WORK REQUEST: From the listing below, copy out each line that contains the word "negative".

Saved data entries:
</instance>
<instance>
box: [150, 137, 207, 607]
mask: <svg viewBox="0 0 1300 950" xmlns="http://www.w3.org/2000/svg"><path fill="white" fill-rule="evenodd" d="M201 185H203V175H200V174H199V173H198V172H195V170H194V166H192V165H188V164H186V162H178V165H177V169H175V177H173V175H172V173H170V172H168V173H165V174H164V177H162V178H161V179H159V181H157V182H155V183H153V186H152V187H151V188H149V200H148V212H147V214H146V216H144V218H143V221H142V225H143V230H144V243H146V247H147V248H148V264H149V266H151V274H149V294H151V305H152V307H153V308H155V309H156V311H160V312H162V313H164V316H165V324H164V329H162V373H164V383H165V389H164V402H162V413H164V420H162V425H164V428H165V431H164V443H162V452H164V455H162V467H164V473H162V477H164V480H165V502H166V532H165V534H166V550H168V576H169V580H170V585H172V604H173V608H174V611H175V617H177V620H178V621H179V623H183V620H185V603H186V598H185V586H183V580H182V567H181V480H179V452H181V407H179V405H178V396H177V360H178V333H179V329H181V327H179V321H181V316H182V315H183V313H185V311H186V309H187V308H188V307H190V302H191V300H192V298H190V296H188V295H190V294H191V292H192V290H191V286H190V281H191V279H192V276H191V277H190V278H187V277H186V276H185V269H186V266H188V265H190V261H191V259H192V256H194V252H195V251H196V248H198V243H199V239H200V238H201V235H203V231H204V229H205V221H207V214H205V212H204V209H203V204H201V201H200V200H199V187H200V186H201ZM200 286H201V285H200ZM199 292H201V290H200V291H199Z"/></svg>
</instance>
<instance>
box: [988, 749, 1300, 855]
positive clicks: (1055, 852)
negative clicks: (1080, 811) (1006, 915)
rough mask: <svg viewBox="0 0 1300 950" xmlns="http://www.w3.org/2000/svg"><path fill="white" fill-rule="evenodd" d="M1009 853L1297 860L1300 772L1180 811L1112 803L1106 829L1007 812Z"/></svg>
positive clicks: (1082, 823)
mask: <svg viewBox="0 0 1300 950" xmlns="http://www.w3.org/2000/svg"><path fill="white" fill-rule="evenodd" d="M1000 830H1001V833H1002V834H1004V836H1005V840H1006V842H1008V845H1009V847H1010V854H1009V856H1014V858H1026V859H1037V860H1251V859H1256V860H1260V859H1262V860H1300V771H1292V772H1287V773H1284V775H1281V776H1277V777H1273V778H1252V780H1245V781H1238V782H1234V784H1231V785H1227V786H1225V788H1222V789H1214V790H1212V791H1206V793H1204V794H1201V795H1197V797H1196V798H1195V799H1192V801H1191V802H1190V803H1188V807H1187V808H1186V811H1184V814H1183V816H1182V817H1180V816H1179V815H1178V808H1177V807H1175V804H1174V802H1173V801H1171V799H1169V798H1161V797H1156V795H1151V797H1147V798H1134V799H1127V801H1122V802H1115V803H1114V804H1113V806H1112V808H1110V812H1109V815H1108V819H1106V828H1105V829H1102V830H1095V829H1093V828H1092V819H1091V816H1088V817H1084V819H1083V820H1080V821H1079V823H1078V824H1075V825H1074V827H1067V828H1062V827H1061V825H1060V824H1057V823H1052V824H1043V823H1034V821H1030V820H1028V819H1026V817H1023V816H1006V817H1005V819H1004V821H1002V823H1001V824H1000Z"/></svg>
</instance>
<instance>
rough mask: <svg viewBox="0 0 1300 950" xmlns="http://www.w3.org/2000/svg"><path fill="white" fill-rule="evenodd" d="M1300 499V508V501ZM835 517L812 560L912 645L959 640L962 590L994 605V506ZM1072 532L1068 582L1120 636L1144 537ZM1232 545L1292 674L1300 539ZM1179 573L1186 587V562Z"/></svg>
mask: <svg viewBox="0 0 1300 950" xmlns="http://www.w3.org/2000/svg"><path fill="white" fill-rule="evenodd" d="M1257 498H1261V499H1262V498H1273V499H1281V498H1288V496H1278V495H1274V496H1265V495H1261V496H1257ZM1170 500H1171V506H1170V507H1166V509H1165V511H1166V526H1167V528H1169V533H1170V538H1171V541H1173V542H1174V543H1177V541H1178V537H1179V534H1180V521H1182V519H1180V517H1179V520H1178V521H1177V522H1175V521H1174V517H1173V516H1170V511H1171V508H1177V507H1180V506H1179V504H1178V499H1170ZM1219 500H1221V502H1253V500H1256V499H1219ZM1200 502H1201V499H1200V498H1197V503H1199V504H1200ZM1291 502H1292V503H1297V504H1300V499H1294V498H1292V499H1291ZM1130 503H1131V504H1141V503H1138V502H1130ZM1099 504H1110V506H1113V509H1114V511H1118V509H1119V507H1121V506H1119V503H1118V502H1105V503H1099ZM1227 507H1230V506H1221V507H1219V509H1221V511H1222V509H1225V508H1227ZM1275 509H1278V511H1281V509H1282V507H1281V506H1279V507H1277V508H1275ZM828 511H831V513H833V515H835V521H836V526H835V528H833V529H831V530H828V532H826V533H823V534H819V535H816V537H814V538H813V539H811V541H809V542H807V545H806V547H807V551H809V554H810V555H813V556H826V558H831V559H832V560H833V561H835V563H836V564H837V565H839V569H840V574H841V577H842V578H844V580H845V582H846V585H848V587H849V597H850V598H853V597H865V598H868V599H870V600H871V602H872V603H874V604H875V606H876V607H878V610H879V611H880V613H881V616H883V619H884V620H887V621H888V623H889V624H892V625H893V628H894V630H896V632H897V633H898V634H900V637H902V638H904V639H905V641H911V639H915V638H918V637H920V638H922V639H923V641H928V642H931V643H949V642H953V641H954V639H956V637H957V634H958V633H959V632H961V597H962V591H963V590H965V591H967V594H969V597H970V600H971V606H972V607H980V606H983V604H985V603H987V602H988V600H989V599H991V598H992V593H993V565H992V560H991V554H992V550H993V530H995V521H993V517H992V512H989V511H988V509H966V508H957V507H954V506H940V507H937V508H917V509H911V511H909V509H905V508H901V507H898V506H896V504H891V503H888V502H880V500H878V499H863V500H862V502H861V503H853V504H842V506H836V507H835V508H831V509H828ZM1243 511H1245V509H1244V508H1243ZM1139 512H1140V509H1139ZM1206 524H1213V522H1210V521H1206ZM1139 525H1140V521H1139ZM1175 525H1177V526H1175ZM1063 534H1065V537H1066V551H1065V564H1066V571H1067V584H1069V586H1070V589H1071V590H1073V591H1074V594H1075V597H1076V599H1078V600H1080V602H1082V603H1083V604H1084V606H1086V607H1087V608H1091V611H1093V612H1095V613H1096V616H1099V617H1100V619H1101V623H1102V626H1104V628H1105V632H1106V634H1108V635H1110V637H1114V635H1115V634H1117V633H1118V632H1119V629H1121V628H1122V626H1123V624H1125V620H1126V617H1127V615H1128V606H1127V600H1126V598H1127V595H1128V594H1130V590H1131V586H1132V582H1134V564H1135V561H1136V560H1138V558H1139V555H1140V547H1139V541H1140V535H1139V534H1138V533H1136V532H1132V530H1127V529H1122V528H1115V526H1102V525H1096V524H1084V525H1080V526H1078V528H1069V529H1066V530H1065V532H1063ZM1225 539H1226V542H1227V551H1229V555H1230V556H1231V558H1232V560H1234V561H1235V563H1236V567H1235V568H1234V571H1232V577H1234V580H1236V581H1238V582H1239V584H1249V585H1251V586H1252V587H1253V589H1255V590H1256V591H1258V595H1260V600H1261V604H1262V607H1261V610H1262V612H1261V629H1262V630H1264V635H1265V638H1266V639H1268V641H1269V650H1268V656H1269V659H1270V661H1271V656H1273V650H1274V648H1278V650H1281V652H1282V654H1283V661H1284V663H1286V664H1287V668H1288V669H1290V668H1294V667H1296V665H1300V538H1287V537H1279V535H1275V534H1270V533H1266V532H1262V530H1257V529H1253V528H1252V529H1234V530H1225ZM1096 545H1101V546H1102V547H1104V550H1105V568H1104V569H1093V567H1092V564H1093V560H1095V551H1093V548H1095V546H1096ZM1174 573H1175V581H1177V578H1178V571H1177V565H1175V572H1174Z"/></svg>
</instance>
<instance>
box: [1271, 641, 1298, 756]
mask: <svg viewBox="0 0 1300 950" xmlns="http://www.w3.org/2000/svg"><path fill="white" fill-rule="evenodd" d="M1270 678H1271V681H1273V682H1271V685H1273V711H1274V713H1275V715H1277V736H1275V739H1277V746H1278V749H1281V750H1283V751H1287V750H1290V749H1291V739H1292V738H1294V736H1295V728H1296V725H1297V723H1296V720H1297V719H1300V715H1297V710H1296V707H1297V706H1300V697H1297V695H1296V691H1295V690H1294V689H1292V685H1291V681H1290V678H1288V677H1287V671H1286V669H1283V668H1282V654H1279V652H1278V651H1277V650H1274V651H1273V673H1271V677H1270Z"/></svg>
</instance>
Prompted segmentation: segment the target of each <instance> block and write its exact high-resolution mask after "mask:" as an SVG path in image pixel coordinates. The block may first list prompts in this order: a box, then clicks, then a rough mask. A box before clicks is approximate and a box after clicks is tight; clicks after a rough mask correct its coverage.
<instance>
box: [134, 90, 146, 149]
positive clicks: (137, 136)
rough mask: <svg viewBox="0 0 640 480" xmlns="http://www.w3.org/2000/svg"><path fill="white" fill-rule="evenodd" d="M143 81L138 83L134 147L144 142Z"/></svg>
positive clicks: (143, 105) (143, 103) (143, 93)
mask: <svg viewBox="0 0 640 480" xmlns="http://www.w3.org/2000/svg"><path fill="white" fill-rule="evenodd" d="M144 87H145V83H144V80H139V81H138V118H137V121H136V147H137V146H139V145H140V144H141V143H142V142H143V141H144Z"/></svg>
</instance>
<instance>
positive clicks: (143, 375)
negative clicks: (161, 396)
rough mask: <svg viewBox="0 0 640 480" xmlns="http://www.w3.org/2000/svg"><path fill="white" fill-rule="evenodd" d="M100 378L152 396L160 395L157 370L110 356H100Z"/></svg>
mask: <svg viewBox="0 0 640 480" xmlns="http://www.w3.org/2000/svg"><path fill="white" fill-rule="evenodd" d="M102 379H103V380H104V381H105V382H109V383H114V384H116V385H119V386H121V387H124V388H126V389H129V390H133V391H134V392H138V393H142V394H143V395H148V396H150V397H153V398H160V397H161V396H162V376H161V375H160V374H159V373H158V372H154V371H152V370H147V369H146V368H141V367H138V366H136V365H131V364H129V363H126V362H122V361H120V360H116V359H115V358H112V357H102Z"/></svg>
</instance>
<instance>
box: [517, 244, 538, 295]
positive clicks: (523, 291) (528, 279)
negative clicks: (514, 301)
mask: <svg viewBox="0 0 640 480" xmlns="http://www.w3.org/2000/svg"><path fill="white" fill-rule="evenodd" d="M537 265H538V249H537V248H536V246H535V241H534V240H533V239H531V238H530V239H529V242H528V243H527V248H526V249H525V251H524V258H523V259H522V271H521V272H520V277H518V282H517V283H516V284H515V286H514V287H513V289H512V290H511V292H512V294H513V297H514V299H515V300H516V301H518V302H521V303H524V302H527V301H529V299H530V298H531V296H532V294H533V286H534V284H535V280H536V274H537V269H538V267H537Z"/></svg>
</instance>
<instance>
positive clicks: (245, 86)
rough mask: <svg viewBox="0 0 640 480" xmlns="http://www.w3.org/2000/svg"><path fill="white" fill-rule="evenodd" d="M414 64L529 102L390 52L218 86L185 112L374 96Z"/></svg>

TASK RESULT:
negative clicks: (1080, 811) (1006, 915)
negative clicks: (161, 396)
negative clicks: (514, 301)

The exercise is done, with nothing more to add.